-- start of Information given --

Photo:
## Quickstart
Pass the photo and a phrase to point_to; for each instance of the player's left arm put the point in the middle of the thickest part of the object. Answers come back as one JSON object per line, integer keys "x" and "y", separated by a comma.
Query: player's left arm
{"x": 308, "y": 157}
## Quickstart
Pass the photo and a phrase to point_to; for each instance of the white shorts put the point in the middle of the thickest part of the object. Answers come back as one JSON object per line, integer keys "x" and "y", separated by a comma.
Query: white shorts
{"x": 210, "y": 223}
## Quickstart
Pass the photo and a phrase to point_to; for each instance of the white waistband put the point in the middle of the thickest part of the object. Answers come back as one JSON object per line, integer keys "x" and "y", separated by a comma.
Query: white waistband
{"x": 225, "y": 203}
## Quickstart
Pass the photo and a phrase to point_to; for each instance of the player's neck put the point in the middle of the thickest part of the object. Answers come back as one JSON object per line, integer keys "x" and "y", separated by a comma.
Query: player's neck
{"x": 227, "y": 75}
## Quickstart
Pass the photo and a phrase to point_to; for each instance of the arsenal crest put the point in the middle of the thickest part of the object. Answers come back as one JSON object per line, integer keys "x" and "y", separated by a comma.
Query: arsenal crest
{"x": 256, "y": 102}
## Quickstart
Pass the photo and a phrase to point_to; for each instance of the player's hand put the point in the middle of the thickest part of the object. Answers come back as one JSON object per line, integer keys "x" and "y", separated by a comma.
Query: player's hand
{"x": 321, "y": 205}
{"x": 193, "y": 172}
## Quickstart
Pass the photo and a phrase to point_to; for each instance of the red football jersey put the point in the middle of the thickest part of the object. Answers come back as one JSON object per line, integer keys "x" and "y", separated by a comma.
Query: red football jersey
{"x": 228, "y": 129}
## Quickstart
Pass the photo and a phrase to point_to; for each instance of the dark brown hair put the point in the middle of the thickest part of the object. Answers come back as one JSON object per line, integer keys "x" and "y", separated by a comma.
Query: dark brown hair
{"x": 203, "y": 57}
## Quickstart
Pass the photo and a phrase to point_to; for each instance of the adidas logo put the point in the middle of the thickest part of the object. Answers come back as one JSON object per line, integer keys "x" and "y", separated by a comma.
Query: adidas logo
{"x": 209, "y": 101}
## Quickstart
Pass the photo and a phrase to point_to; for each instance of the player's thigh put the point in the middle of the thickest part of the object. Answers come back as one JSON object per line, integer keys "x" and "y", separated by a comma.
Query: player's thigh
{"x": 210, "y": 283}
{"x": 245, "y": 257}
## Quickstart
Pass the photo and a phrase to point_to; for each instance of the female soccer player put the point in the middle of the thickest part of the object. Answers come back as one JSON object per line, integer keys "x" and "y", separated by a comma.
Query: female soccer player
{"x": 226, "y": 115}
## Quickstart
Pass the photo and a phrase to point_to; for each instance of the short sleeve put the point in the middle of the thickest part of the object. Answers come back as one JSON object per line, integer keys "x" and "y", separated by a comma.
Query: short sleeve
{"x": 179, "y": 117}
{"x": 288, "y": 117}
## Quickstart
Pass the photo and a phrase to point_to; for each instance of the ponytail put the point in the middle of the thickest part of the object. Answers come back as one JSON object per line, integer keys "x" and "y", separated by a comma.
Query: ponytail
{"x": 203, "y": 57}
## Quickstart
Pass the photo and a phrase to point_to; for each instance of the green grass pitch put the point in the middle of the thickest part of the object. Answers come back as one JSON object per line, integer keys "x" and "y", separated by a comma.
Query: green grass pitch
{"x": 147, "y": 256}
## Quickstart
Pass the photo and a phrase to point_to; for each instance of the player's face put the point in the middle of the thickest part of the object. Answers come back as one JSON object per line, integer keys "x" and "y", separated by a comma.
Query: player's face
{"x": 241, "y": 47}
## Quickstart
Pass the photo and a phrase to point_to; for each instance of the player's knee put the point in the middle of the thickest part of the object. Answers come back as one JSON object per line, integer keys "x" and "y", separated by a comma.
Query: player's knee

-- end of Information given --

Task statement:
Give an exact repetition of all the material.

The response:
Photo:
## Quickstart
Pass the photo and a phrase to point_to; for each instance of the player's left arm put the point in the middle of the thickest part of the object. Answers come back as one JSON object per line, integer keys "x" and "y", separated by a comma.
Query: player's left arm
{"x": 308, "y": 157}
## Quickstart
Pass the photo and a phrase to point_to; for each instance of the white shorts put the point in the middle of the thickest part of the object. Answers come back as one JSON object per line, integer keys "x" and "y", separated by a comma.
Query: white shorts
{"x": 210, "y": 223}
## Quickstart
Pass the photo and a phrase to point_to; for each instance of the white waistband put the point in the middle of the thickest part of the object. Answers come back as one JSON object per line, integer keys "x" and "y", separated by a comma.
Query: white waistband
{"x": 225, "y": 203}
## Quickstart
Pass the photo and a phrase to point_to; for each instance of the player's neck put the point in the middle of the thickest part of the object. Answers come back as one JSON object per line, integer keys "x" and "y", separated by a comma.
Query: player's neck
{"x": 227, "y": 75}
## Quickstart
Pass the photo and a phrase to point_to; for each instance of the arsenal crest put the point in the middle of the thickest part of the object. Answers come back as one JSON object per line, integer keys "x" and "y", separated by a comma.
Query: arsenal crest
{"x": 256, "y": 102}
## Quickstart
Pass the photo and a phrase to point_to; for each instance of the player's hand put the point in the middle of the thickest part of the object. Answers come back as one JSON object per line, integer keys "x" and "y", separated by a comma.
Query: player's hand
{"x": 321, "y": 205}
{"x": 193, "y": 172}
## Quickstart
Pass the photo and a phrase to point_to; for each instance of the red football jersey put the point in the middle of the thickest part of the object. Answers come back as one JSON object per line, integer keys "x" and "y", separated by a comma.
Query: red football jersey
{"x": 228, "y": 129}
## Quickstart
Pass the photo and a phrase to point_to; for each instance of the dark brown hair put the point in the middle of the thickest part of the object. Answers come back as one JSON object per line, integer keys "x" and "y", separated by a comma.
Query: dark brown hair
{"x": 203, "y": 57}
## Quickstart
Pass the photo and a phrase to point_to; for each instance of the adidas logo put the point in the middle of the thickest part of the object. Answers come back as one JSON object per line, integer keys "x" and "y", separated by a comma.
Query: adidas logo
{"x": 209, "y": 101}
## Quickstart
Pass the photo and a phrase to point_to; for each instance of the player's thigh put the point in the middle of the thickest part of the object. Answers come back as one JSON object per line, integer keys "x" and "y", separated by a comma.
Query: player's thigh
{"x": 210, "y": 283}
{"x": 245, "y": 257}
## Quickstart
Pass the photo and a phrase to point_to; for each instance of the female soccer player put the point in the middle of the thickest part of the object. Answers come back as one JSON object per line, integer keys "x" and "y", separated by a comma.
Query: female soccer player
{"x": 226, "y": 115}
## Quickstart
Pass the photo and a phrase to point_to; for each instance of the short sleeve put the point in the middle of the thickest part of the object. Answers come back as one JSON object per line, integer keys "x" and "y", separated by a comma.
Query: short sleeve
{"x": 179, "y": 117}
{"x": 288, "y": 117}
## Quickstart
Pass the photo and a phrase to point_to; for each instance of the ponytail put the point in the middle of the thickest part of the object. Answers come back as one JSON object per line, integer keys "x" and "y", separated by a comma.
Query: ponytail
{"x": 203, "y": 57}
## Quickstart
Pass the photo and a phrase to point_to; for each instance of the green grass pitch put the point in the middle of the thickest part of the object. Answers come back as one JSON object per line, integer keys "x" and "y", separated by a comma.
Query: green grass pitch
{"x": 147, "y": 256}
## Quickstart
Pass the photo and a phrase to point_to; for each instance of the player's face put the point in the middle of the thickest part of the object. Answers come back as one JSON object per line, integer keys "x" and "y", separated by a comma.
Query: player's face
{"x": 241, "y": 47}
## Quickstart
Pass the photo and a phrase to point_to; for each instance of the player's knee put the point in the middle of the thickest part of the object. Answers come back as one JSON object per line, integer keys "x" and "y", separated by a comma.
Query: player's knee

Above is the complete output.